Theater in Berkeley, California, U.S.

Berkeley Community Theater is a theater located in Berkeley, California, United States, on the campus of Berkeley High School. The theater is administered by the Berkeley Unified School District. It is listed as a Berkeley Landmark (no. 179) since December 7, 1992. It is part of the Berkeley High School Campus Historic District, and the Berkeley Historic Civic Center District.

==Description==
The theater building, a City of Berkeley Landmark since 1992, also holds the Florence Schwimley Little Theater, a smaller venue often used for Berkeley High School music and theater performances. The Art Deco-style theater has 3,491 seats, including a balcony section. A large stage is extended by an orchestra pit that can be raised or lowered.

==History==
The theater was designed in 1938 and construction began in 1941, but was not completed until 1950, due to delays caused by World War II. Students attending Berkeley High during the war years often called it the "Bird Cage" since the exposed metal framework was a roost for many seagulls waiting for students to finish their lunches.

The theater was designed to house a theater organ, but one was not installed at the time of construction. In the 1980s, an organ was moved from the Paramount Theater in Toledo, Ohio and installed in the Berkeley Community Theater by the Nor-Cal Theater Organ Society. Now with 41 ranks (sets of pipes) and two fully functional 4-manual (four keyboards plus pedals) consoles, this Wurlitzer is one of the largest and finest in existence. It is maintained solely by the volunteer work of the Society.

Derek and the Dominos, Bruce Springsteen, Dido, Jimi Hendrix, Led Zeppelin, Paul Robeson, Dream Theater, Bob Dylan, Stan Getz, Joni Mitchell, Robin Trower, Frank Zappa, James Taylor, Richie Havens, Alice Cooper, Lenny Bruce, Harry Chapin, Elton John, David Bowie, Genesis, The Band, The Doors, King Crimson, The Clash, Elvis Costello, Van Morrison, The Kinks, Tangerine Dream, Humble Pie, The Tubes, Bay City Rollers, Peter Gabriel, Iggy Pop, and Iron Butterfly have played shows at the theater. Numerous albums have been recorded in the theater, including S&M by Metallica with the San Francisco Symphony.

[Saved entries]

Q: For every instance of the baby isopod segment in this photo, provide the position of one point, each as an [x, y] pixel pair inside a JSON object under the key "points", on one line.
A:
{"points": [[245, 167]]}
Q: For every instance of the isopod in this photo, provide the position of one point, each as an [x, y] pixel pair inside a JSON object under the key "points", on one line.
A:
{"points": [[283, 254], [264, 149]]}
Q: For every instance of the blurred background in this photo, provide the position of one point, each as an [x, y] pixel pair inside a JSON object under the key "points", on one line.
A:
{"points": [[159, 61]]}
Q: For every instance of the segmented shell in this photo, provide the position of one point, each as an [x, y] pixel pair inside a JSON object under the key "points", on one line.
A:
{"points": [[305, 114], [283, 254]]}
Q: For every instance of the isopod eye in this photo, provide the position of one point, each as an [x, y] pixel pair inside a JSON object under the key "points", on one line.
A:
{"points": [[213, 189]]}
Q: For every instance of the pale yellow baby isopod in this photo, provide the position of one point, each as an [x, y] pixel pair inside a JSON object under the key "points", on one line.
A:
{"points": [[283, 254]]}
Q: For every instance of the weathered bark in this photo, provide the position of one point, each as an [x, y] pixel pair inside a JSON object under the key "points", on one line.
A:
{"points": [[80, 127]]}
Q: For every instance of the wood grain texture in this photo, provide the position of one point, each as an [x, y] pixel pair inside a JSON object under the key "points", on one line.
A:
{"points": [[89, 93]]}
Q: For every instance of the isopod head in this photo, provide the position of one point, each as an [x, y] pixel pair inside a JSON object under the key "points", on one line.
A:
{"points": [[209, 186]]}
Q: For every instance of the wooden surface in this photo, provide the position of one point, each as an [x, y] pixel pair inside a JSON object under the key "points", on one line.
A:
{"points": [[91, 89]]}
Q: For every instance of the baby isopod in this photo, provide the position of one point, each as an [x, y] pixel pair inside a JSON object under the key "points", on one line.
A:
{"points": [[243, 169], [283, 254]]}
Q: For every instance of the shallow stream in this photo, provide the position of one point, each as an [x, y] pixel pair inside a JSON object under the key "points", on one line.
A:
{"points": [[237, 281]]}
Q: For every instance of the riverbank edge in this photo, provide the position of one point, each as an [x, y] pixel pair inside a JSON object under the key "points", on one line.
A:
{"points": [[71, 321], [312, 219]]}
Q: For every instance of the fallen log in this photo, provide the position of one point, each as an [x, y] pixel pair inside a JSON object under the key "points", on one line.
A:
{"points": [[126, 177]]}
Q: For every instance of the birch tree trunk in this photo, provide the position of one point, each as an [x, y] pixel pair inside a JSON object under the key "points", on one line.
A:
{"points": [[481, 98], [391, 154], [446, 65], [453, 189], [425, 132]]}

* _Exercise instructions_
(a) Decide whether each statement below agrees with the passage on the Berkeley Community Theater. Answer yes or no for each and quote the words from the passage that decide it.
(i) The theater seats 3,491 people, including a balcony section.
(ii) Construction of the theater was finished in 1941.
(iii) The theater's organ is kept up by paid staff of the Berkeley Unified School District.
(b) Resume the passage on the Berkeley Community Theater, starting after its final sentence about albums recorded there.

* _Responses to the tasks_
(a)
(i) Yes: "The Art Deco-style theater has 3,491 seats, including a balcony section."
(ii) No: "construction began in 1941, but was not completed until 1950"
(iii) No: "It is maintained solely by the volunteer work of the Society."

(b)
The Grateful Dead played a total of twenty-four shows at the Community Theater, and Jerry Garcia another six times - two with the New Riders of the Purple Sage, two with Merl Saunders, one with Maria Muldaur and one acoustic show with John Kahn.

Famous speakers have included the Dalai Lama, Lenny Bruce, Bernie Sanders, Maya Angelou, Timothy Leary, Lawrence Ferlinghetti, Al Franken, and Amy Goodman.

==Funding and renovations==
The citizens of Berkeley have directed funds towards the theater on numerous occasions. Berkeley voters passed measure AA in 2000, allocating around $15 million to the theater for renovation. These funds were later taken to build the new administration building at Berkeley High School. A few of the funds came back into the building in renovating the fire alarm system. During this process the grand curtain was damaged. It was finally replaced as well as all other soft goods in July 2009.

In the spring of 2010, a new sound system was installed in the theater.

Major renovations began in July 2020 with funding from a 2010 school facilities bond measure.